## [What to do]
Retype the Merck earnings call summary, starting with the words "Rob emphasized full" and ending after "(e.g., 2031 trough)?".

## [Document section]

Masad Haider · Goldman Sachs
Three-part: (1) CDC purchasing dynamics for Gardasil US; (2) ACIP potential recommendation for lower Gardasil doses and timing; (3) China Gardasil shipment timeline and 2026 outlook.
On CDC: management noted lumpy purchasing but expects continued growth. On ACIP/dosing: emphasized FDA's high evidentiary standard for single-dose vs. ACIP proposals; no agenda posted for Aug-Oct meetings; no single-dose approval anticipated. On China: soft demand, elevated inventory; no shipments through year-end; 2026 decision pending; note Gardasil China <1% of company revenue.
Chris Shaw · J.P. Morgan
How should investors think about operating margins and absolute OPEX growth over the next few years, given the $3 billion restructuring and reinvestment, alongside a large ramp in Phase III programs and multiple launches?
Rob emphasized full funding for 20+ launches, Phase III pipeline, and commercial preparation; the $3B is a reallocation from slow-growth to fast-growth areas, not a net reduction. Overall investment will continue to grow, but at a more productive level. Caroline noted $3B savings will flow through R&D, SG&A, and COGS, with full reinvestment plus additional R&D and SG&A spend as products launch.
Tim Anderson · Bank of America
Two parts: (1) What are the biggest offsets to Keytruda LOE that justify calling it a 'hill' not a 'cliff'? (2) When should investors expect return to consistent growth post-LOE (e.g., 2031 trough)?
Rob provided quantified offsets: oncology ($25B+), cardiometabolic ($15B), ophthalmology, HIV (~$5B), immunology (~$5B), animal health expansion. Combined with pipeline visibility and continued BD, these offset Keytruda LOE. Declined to specify timeline but implied return to growth within 2-3 years of patent expiry.
Kash Tiwari · Jefferies
Two questions: (1) Winrevere patient addition cadence—what should we expect going forward given Hyperion/Zenith results and earlier-line adoption? (2) Confirmation that Hanzo GLP-1 has moved into clinic.
On Winrevere: consistent 400-500 patient additions per month expected to continue; 75% of use currently triple/prostacyclin therapy, but growing penetration in less-severe/dual-therapy patients (50%+ of 1,200+ prescribers now using in earlier stages). Hyperion and Zenith expected to drive label updates and earlier adoption. On Hanzo: confirmed moving to clinic this year on schedule.
What to watch into next quarter
Gardasil China 2026 decision. Management has explicitly deferred to year-end. Whether the company guides toward resumption of shipments in 2026 or signals a structural step-down will reset the Vaccines franchise trajectory.
Winrevair patient adds. 1,600+ new prescriptions in Q2 in the US is the benchmark. Sustained or rising quarterly adds — together with Hyperion/Zenith label updates and the Japan launch — is the bull case; deceleration would call the ramp narrative into question.
Operating margin under reinvestment. GAAP operating margin held 31.6% this quarter; non-GAAP GM guided at ~82% for the year. Watch whether margins compress as launch spending and Phase III initiations layer on through 2H — that would test management's "reallocation, not OPEX cut" framing.
ACIP agenda for late-2025 meetings. Management says no agenda is currently posted for Aug-Oct on Gardasil dosing. An agenda posting — and the specific framing — would be a near-term catalyst on US Gardasil.
Keytruda growth deceleration. +9.4% YoY this quarter. Watch whether growth holds high-single-digits or decelerates further as the franchise approaches LOE; the post-LOE bridge narrative requires Keytruda to fund the transition.
Verona / Ohtuvayre close. Targeted for Q4 and not in current guidance. Closing timing and any updated launch framing will be the next data point on the COPD entry.
Sources
- Merck Q2 2025 earnings press release (SEC EDGAR Ex. 99.2): https://www.sec.gov/Archives/edgar/data/310158/000110465925071380/tm2521736d1_ex99-2.htm
- Merck Q2 2025 earnings call transcript — prepared remarks (Rob Davis, Caroline Litchfield, Dean Lee) and Q&A.

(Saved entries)
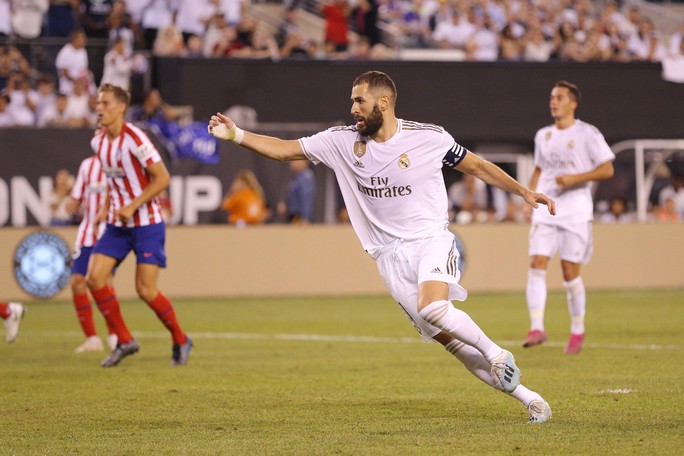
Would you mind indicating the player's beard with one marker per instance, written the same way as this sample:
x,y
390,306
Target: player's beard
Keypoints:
x,y
372,123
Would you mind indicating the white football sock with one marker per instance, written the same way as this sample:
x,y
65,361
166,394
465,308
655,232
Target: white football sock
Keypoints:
x,y
536,297
446,317
479,367
577,304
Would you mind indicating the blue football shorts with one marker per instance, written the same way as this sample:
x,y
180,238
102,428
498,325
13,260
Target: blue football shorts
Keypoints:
x,y
146,241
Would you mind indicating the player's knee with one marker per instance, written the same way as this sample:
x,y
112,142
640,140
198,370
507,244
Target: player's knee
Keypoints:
x,y
145,292
78,284
539,262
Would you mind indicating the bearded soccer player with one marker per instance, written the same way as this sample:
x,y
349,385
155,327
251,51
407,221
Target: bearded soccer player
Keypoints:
x,y
135,176
390,174
568,156
12,313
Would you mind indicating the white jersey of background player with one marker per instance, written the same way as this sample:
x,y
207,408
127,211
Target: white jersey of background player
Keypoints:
x,y
389,171
568,155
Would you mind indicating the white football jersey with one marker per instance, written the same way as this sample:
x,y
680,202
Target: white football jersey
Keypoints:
x,y
90,189
392,189
124,161
577,149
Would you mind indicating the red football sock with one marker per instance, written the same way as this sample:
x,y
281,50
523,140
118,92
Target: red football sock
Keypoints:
x,y
164,310
109,306
84,312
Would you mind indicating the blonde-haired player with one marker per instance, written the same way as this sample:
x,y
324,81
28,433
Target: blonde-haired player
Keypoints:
x,y
568,155
390,173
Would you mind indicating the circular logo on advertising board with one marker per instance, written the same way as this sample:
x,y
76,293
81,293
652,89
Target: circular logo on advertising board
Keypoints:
x,y
461,253
42,264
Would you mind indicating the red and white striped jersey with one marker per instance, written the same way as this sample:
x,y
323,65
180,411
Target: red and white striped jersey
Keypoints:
x,y
91,190
124,162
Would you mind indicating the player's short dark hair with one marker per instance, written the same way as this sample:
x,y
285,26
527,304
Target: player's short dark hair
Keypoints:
x,y
377,80
572,88
120,94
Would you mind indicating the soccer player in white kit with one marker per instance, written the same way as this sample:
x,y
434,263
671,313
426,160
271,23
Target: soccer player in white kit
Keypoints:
x,y
390,173
568,156
89,192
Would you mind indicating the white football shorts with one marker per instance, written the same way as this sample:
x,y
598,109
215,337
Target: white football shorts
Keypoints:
x,y
574,241
403,265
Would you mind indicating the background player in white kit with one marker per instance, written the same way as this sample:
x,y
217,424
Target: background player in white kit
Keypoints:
x,y
568,155
390,174
89,192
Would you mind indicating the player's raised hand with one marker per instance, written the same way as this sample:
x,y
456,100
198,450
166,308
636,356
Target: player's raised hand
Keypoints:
x,y
224,128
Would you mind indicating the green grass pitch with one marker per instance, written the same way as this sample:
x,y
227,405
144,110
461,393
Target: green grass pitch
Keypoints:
x,y
345,376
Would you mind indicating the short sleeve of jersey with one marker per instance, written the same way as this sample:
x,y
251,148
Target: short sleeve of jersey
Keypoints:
x,y
79,185
146,153
454,153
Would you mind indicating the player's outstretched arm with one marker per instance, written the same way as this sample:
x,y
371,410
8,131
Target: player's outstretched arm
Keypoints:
x,y
224,128
493,175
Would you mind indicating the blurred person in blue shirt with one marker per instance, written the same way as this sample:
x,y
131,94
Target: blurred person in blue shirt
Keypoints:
x,y
301,193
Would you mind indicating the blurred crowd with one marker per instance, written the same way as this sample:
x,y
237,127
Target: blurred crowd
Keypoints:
x,y
477,30
480,30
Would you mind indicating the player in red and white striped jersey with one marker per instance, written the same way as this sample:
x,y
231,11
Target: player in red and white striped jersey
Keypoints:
x,y
135,176
89,192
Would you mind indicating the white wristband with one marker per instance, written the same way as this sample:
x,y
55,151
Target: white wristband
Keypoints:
x,y
239,135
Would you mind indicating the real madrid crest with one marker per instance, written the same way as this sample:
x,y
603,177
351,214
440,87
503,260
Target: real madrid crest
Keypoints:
x,y
404,162
359,148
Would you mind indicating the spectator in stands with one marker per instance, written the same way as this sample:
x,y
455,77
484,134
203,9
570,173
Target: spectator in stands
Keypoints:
x,y
675,192
454,34
365,21
62,17
44,94
245,203
617,212
483,46
153,107
336,14
287,25
27,17
59,198
54,115
296,47
156,15
674,48
72,61
467,199
645,45
5,21
192,17
117,66
231,10
301,194
94,17
194,47
6,119
78,112
121,26
23,99
169,42
537,48
262,46
667,212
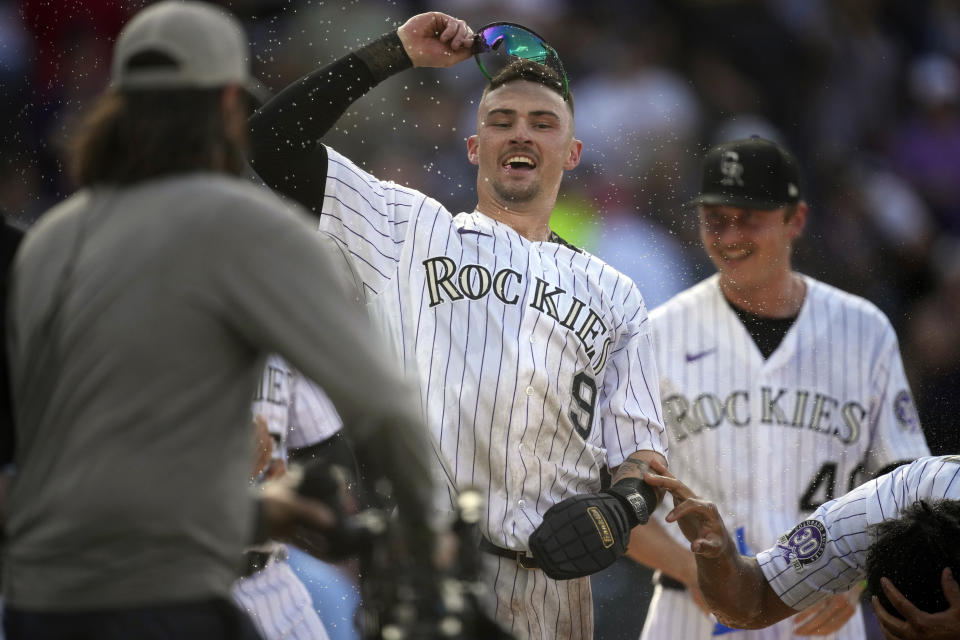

## [Reply]
Rob emphasized full funding for 20+ launches, Phase III pipeline, and commercial preparation; the $3B is a reallocation from slow-growth to fast-growth areas, not a net reduction. Overall investment will continue to grow, but at a more productive level. Caroline noted $3B savings will flow through R&D, SG&A, and COGS, with full reinvestment plus additional R&D and SG&A spend as products launch.
Tim Anderson · Bank of America
Two parts: (1) What are the biggest offsets to Keytruda LOE that justify calling it a 'hill' not a 'cliff'? (2) When should investors expect return to consistent growth post-LOE (e.g., 2031 trough)?